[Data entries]
☆ ☆ ☆ ☆

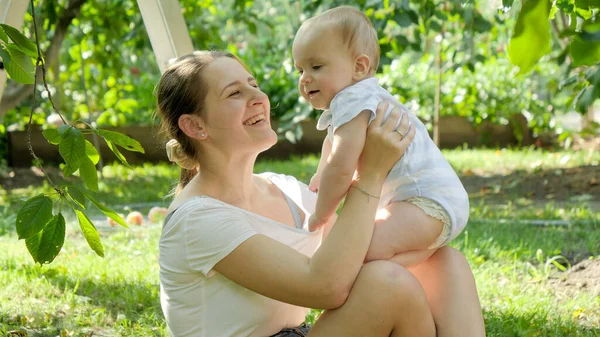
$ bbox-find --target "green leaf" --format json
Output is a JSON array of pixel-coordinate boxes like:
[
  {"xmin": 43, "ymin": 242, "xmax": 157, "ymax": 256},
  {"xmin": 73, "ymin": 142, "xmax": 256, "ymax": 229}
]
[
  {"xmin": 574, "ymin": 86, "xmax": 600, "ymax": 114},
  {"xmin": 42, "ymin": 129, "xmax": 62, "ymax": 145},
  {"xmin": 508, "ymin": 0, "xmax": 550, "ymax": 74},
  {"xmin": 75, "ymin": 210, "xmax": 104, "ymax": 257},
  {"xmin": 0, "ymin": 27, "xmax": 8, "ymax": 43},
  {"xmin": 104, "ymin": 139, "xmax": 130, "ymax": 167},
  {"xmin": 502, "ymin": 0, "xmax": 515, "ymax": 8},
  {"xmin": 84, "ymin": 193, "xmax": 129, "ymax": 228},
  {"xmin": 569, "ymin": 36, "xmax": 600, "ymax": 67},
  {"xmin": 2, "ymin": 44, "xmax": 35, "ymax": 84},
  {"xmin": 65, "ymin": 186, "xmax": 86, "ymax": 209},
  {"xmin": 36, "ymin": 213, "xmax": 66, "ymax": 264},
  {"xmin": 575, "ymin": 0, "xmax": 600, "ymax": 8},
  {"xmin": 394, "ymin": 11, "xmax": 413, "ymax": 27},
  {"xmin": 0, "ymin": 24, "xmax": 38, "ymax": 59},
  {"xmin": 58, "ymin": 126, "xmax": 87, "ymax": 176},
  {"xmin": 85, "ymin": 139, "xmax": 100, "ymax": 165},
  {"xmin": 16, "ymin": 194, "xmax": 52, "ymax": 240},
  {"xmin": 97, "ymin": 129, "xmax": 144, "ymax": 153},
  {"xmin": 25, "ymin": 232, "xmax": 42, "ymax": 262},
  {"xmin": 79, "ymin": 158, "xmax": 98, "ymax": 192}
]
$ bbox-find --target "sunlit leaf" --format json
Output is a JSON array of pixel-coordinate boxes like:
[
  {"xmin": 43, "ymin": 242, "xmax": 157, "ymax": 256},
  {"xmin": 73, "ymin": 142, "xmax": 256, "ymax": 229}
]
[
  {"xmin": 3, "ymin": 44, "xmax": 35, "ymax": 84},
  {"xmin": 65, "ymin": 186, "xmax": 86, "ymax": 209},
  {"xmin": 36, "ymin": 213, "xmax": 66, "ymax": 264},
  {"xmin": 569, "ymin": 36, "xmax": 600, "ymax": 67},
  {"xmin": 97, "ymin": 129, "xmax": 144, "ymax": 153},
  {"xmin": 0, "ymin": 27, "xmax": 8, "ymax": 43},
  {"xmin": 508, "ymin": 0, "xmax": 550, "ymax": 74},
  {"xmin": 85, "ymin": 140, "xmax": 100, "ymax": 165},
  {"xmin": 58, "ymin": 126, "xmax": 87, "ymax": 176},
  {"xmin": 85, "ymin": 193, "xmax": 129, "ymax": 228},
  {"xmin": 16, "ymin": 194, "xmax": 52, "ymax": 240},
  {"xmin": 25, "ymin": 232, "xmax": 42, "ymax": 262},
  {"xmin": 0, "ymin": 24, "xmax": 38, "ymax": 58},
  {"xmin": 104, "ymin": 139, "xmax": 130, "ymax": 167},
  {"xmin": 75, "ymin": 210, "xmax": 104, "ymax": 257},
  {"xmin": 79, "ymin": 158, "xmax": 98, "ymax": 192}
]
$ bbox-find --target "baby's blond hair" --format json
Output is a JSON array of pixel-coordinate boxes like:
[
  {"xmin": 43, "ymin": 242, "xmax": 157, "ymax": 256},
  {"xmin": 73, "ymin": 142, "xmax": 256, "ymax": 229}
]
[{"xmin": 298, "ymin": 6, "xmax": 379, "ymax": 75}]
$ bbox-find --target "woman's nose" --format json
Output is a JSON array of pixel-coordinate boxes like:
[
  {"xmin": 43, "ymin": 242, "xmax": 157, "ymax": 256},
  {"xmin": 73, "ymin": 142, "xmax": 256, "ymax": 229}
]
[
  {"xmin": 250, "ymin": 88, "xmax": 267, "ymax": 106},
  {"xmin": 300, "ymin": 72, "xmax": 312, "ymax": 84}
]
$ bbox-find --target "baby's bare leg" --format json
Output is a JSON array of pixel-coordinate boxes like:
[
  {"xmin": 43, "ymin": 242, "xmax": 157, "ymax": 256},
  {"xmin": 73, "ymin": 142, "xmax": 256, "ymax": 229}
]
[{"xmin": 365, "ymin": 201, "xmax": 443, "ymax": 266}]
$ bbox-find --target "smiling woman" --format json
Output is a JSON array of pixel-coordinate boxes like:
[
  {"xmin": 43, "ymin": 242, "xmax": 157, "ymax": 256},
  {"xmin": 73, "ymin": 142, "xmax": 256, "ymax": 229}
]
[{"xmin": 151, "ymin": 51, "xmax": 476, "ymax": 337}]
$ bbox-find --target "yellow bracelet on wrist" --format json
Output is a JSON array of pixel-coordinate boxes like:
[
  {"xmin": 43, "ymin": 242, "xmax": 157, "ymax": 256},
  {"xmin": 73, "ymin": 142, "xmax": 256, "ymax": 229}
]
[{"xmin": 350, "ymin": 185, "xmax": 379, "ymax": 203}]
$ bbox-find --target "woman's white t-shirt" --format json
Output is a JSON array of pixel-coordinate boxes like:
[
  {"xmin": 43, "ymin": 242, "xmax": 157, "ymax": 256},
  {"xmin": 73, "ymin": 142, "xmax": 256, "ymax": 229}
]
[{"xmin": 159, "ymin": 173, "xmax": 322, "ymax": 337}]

☆ ☆ ☆ ☆

• GOAL OF THE EXERCISE:
Please gather every line in the rows above that contains the word "leaf", and copy each one out in full.

• EXERCISE OUTPUT:
$ bbox-find --target "green leaf" --format json
$ bbox-find --target "sunlit leaf" --format json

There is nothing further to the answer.